>> begin Information provided

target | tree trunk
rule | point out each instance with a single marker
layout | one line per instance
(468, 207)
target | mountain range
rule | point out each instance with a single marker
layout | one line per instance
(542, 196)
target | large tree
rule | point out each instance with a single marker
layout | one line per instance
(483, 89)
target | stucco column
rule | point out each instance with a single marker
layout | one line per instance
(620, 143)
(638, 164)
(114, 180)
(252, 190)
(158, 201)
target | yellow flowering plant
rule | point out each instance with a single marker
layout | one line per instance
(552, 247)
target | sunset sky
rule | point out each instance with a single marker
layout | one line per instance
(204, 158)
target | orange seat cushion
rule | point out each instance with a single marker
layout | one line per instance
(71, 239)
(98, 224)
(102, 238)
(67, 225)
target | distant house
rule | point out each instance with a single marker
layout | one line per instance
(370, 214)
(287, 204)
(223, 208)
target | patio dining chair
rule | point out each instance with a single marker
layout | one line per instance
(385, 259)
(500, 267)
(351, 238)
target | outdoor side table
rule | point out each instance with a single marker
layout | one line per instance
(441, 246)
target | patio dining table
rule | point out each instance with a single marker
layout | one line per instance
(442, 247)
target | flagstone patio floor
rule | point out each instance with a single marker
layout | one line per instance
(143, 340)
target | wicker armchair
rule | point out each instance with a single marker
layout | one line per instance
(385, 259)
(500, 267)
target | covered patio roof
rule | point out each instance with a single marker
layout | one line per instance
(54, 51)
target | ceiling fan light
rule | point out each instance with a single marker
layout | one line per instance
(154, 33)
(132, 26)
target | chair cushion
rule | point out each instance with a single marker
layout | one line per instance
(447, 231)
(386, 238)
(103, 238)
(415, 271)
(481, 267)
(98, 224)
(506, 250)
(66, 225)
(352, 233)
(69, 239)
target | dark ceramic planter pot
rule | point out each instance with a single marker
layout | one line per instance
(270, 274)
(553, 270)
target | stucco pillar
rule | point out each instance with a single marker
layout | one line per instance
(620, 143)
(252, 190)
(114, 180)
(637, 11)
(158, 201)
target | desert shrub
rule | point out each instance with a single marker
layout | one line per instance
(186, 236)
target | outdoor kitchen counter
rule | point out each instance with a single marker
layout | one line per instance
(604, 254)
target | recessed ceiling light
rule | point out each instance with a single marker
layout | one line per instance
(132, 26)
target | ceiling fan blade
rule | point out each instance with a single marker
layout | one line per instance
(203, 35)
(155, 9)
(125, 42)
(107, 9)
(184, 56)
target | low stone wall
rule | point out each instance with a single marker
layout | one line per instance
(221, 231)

>> end Information provided

Stated goal:
Write out the full listing, keeping every line exactly as it is.

Response for this exercise:
target | tree trunk
rule | point out each instance with a single marker
layout | one line per instance
(468, 207)
target | mountain range
rule | point out each instance with a single marker
layout | one line per instance
(542, 196)
target | large tree
rule | point out each instance with a single marker
layout | one line per instance
(483, 89)
target | stucco column
rule | point out each instance with a single marker
layout | one line per instance
(620, 143)
(638, 164)
(114, 180)
(252, 190)
(158, 201)
target | yellow flowering plant
rule | point out each instance with a single marker
layout | one line per instance
(552, 247)
target | sunset sky
rule | point out each instance with a single marker
layout | one line per instance
(204, 158)
target | orange seat cushion
rule | point out each instance with a single marker
layout | one line per instance
(71, 239)
(98, 224)
(102, 238)
(67, 225)
target | distant house
rule | point out each instance with a single marker
layout | one line per instance
(370, 214)
(287, 204)
(223, 208)
target | patio dining chair
rule | point out each instance with a single marker
layout | one line per instance
(385, 259)
(500, 267)
(351, 238)
target | outdoor side table
rule | point out each instance with a single marker
layout | one line per instance
(441, 246)
target | patio dining table
rule | point out each instance with a single marker
layout | one line per instance
(442, 247)
target | flagstone patio floor
rule | point out each instance with a single marker
layout | one line per instance
(143, 340)
target | wicker armchair
rule | point out each instance with a single marker
layout | one line per instance
(385, 259)
(500, 267)
target | covered patio roof
rule | point out each instance with a single marker
layout | one line per instance
(54, 51)
target | ceiling fan light
rule | point out each instance with a single marker
layout | one line per instance
(154, 33)
(132, 26)
target | chair cushion
rule | point out each instance with a single marker
layout | one line per instance
(447, 231)
(386, 238)
(103, 238)
(415, 271)
(481, 267)
(98, 224)
(506, 250)
(66, 225)
(352, 233)
(69, 239)
target | dark ceramic planter pot
rule | point out each instance with a single marker
layout | one line per instance
(270, 274)
(553, 270)
target | stucco pillar
rule | point out each instance with a single marker
layout | one line per instance
(620, 143)
(252, 190)
(114, 180)
(637, 11)
(158, 201)
target | desert shrub
rule | point out each instance with a single marker
layout | one line per instance
(186, 236)
target | outdoor kitchen counter
rule | point out each instance with a single marker
layout | one line per instance
(604, 254)
target | recessed ceiling light
rule | point out each instance with a single marker
layout | one line per instance
(132, 26)
target | ceiling fan blade
rule | point out each instance with a single marker
layout | one line per instance
(203, 35)
(155, 9)
(125, 42)
(107, 9)
(184, 56)
target | low stone wall
rule | point out each instance with a single marker
layout | one line per instance
(221, 231)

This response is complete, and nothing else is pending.